Page excerpt:
▬▬▬▬▬▬▬▬▬▬
Tar Backups and Size Limits

Joseph C. Lininger jbahm at pcdesk.net
Sun Nov 7 16:23:34 EST 2004


Hi,
First, allow me to clear up a little bit of confusion regarding limits of 
fat32. When you look at a filesystem, there are two major limits you will 
run into. The first is an over all limit, meaning how large the entire 
filesystem can be. The second limit is a bit more suttle. It is a limit on 
the size of an individual file. The fat32 filesystem can support filesystems 
up to 2 terabytes in total size. However, each individual file in a fat32 
filesystem may not be larger than 4gigabytes. Now, I will address Steve's 
original question.

The tar program is designed for tapes, and all the -f option does is to tell 
it to write the same contents to a file that it would write to the tape. 
This means that when it hits the size limit you have specified with -L it 
will simply start over with the next portion in the file. What you have to 
do to get around this if you want to do it this way is to have a script that 
runs in between each portion (see the -F option) which will rename the file 
tar uses for its work to something else so that when tar recreates it for 
the next part you don't lose the previous one. Tar does not automatically 
provide this functionality. I can provide more details on how such a script 
would work if desired.
▬▬▬▬▬▬▬▬▬▬
Data extract:

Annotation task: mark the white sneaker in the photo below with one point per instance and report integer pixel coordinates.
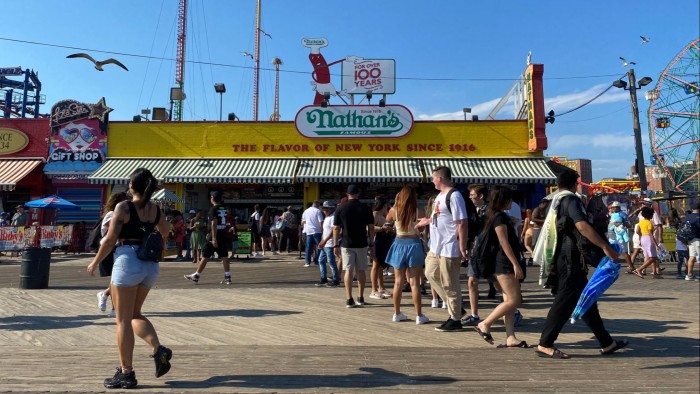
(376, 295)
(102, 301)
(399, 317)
▬▬▬▬▬▬▬▬▬▬
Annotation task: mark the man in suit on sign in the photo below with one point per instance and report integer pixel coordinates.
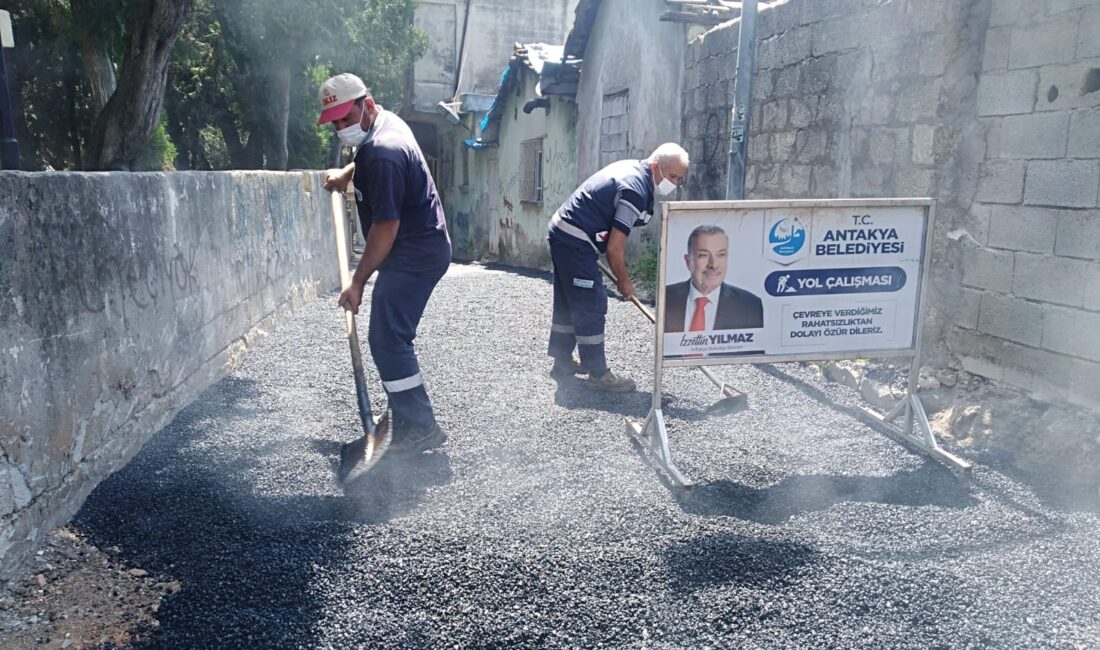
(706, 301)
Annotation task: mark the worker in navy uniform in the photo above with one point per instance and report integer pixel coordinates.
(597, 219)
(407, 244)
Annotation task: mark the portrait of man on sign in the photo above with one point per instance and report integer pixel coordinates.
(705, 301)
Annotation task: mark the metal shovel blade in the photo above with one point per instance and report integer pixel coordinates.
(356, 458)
▬▬▬▬▬▬▬▬▬▬
Objective A:
Three questions on the tar backups post:
(i) What total size can a fat32 filesystem reach?
(ii) What is the largest an individual file on fat32 may be?
(iii) Which tar option lets a script run between each portion?
Objective B: Retype everything in the tar backups post from "This means that" down to "work if desired.".

Written answer A:
(i) 2 terabytes
(ii) 4 gigabytes
(iii) -F

Written answer B:
This means that when it hits the size limit you have specified with -L it 
will simply start over with the next portion in the file. What you have to 
do to get around this if you want to do it this way is to have a script that 
runs in between each portion (see the -F option) which will rename the file 
tar uses for its work to something else so that when tar recreates it for 
the next part you don't lose the previous one. Tar does not automatically 
provide this functionality. I can provide more details on how such a script 
would work if desired.